Exercise task 1:
Locate every line of the records that contains the string "Target", and copy each such line in full.

# Article start

Youssoufa Moukoko (born 20 November 2004) is a German professional footballer who plays as a striker for Bundesliga club Borussia Dortmund and the Germany national team. He is known for his scoring ability at younger age levels.

Club career

Early career
Moukoko played in the under-13 team of FC St. Pauli from 2014 to 2016 and scored 23 goals in 13 games as a striker in the U15.

In July 2016, he was transferred to Borussia Dortmund's youth academy. He played as the only 13-year-old in the Under 17 Bundesliga for Dortmund. Moukoko moved up to the under-19 team for the 2019–20 season at the age of 14, scoring six goals in his first match in the Under 19 Bundesliga in a 9–2 win against Wuppertaler SV. He completed his first UEFA Youth League match on 17 September 2019 against FC Barcelona, becoming the youngest player to be fielded in the competition. On 23 October 2019, Moukoko scored the opening goal in a game against Inter Milan, making him the youngest scorer in the Youth League. In total, Moukoko scored 141 goals in just 88 games for Dortmund's under-17 and under-19 sides.

Borussia Dortmund

2020–21 season
Since January 2020, Moukoko has also been allowed to train with BVB's senior team under Lucien Favre. As the previous DFB age restrictions were changed in 2020, he became eligible to play in the Bundesliga after his sixteenth birthday. On 21 November, a day after turning sixteen, he made his debut for Dortmund as an 85th-minute substitute for Erling Haaland against Hertha BSC. With the appearance, he became the youngest player in league history, breaking the previous record of 16 years and 334 days held by Nuri Şahin. The away match finished as a 5–2 win for Dortmund.

On 8 December, Moukoko made his debut for Dortmund in the UEFA Champions League as a substitute against Zenit Saint Petersburg, becoming the youngest player in the competition's history at the age of 16 years and 18 days. This broke the record previously held by Celestine Babayaro of 16 years and 87 days. He made his first start for Dortmund in the Bundesliga on 15 December against Werder Bremen, and scored his first goal three days later against Union Berlin. In doing so, he became the youngest goalscorer in Bundesliga history at the age of 16 years and 28 days, surpassing the record of 17 years and 34 days held by Florian Wirtz. Moukoko played 14 Bundesliga games in the 2020–21 season under Favre and his successor Edin Terzić in the forward position behind Erling Haaland (once in the starting eleven), in which he scored 3 goals. At the end of March 2021, he suffered an injury and was out until the end of the season.

# Article end

Exercise task 2:
For each statement, state yes or no for whether it agrees with the article on Youssoufa Moukoko, and quote verbatim the words of the article that decide it. (a) Moukoko scored his first Bundesliga goal against Werder Bremen. (b) With his Bundesliga debut, Moukoko broke a record previously held by Nuri Şahin. (c) Moukoko played for the under-13 team of FC St. Pauli until 2018.

# Data for this exercise start

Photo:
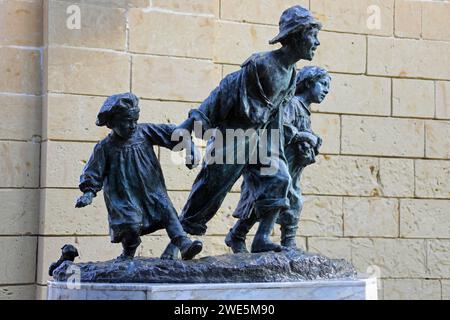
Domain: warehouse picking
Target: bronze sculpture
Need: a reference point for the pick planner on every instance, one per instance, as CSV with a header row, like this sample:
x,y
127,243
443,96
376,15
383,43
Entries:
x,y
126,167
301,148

# Data for this exercise end
# Data for this exercise start

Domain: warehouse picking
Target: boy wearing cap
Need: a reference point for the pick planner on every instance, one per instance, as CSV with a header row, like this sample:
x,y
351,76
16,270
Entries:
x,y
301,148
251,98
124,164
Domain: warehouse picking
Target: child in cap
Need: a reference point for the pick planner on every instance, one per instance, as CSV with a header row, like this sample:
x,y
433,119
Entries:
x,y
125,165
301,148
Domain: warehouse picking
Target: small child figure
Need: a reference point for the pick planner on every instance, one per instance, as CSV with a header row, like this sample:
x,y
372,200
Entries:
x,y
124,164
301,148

# Data for this exercise end
# Data for this exercise start

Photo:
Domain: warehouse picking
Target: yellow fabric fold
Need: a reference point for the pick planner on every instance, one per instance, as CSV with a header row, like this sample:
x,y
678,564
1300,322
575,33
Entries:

# Data for this exercise end

Problem solution 1:
Target: bronze sculpture
Target: boy wearing cap
Target: child in cap
Target: small child figure
Target: yellow fabric fold

Problem solution 2:
(a) No: "He made his first start for Dortmund in the Bundesliga on 15 December against Werder Bremen, and scored his first goal three days later against Union Berlin."
(b) Yes: "he became the youngest player in league history, breaking the previous record of 16 years and 334 days held by Nuri Şahin."
(c) No: "Moukoko played in the under-13 team of FC St. Pauli from 2014 to 2016"